■ SET EXERCISE ■
Display each line of the items below that contains the string "white". Matching is case-sensitive.

■ DATASET RECORDS ■
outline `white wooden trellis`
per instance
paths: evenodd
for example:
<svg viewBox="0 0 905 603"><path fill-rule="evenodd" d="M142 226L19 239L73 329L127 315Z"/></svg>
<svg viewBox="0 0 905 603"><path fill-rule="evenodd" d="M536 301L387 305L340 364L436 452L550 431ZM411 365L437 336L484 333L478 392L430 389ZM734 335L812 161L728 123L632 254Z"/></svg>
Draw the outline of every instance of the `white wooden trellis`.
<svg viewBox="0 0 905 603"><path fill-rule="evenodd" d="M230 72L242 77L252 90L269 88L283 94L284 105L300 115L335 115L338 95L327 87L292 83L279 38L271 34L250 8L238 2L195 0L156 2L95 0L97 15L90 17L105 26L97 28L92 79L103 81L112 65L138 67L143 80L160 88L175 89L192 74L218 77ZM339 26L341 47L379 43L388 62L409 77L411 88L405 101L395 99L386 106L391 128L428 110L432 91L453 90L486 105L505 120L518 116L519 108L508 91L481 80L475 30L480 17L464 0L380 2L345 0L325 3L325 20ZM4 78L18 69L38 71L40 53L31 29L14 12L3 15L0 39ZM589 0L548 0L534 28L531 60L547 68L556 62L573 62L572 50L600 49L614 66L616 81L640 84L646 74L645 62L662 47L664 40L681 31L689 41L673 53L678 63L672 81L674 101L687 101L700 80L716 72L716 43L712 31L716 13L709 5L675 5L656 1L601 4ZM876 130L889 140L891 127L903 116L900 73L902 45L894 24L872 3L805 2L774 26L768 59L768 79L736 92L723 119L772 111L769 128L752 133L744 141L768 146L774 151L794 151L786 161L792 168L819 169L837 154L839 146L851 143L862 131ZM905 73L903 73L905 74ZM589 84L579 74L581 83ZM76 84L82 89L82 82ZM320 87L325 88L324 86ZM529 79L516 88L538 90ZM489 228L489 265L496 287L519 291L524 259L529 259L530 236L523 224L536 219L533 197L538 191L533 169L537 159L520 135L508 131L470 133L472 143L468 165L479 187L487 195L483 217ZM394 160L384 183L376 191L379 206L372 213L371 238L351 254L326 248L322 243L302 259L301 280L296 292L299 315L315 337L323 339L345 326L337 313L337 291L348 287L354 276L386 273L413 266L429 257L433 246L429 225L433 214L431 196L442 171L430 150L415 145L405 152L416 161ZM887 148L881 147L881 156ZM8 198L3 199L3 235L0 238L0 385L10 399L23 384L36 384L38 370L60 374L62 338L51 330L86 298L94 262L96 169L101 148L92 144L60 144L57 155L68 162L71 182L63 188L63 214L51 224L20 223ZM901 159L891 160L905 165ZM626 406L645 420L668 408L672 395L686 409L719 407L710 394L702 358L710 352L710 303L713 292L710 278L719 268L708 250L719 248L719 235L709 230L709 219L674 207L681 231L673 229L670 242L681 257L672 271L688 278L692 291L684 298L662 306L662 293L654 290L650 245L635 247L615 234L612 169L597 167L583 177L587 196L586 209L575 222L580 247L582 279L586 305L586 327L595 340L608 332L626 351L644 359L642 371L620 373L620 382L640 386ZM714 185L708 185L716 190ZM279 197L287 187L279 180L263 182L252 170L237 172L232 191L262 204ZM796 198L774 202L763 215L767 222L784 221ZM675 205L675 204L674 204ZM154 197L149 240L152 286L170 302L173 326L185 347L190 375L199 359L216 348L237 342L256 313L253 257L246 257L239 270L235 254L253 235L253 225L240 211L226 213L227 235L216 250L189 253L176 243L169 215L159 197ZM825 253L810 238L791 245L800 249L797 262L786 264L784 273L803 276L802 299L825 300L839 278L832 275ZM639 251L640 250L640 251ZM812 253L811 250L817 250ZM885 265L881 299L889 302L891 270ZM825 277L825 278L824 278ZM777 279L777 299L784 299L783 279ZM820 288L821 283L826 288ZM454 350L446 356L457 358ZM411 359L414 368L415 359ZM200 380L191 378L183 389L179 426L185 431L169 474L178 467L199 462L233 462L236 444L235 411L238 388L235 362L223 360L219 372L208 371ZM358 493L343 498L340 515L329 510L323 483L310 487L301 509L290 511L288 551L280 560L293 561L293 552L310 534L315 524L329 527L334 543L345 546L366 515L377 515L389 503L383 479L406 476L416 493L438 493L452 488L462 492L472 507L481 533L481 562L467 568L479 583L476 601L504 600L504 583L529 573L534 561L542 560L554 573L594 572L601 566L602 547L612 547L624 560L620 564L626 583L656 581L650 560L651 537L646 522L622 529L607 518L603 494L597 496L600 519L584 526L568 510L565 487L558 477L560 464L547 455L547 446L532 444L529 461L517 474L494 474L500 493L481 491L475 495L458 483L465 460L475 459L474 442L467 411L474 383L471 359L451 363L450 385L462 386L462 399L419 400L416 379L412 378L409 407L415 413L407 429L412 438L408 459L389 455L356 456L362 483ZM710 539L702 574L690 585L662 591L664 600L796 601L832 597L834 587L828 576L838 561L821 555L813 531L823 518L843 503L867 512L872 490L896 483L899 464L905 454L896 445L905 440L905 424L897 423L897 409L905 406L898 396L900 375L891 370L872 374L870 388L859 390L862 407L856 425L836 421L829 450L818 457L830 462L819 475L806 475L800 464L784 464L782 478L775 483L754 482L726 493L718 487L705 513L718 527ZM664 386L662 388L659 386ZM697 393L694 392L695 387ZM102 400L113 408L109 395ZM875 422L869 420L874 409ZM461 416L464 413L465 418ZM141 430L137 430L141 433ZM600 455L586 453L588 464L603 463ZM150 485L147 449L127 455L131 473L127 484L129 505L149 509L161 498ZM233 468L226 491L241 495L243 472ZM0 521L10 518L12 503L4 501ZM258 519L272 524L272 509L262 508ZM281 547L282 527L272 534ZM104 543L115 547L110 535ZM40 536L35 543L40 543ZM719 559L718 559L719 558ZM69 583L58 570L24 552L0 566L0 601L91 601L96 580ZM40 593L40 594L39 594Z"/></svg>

■ ANSWER ■
outline `white wooden trellis`
Draw the outline of every instance of the `white wooden trellis`.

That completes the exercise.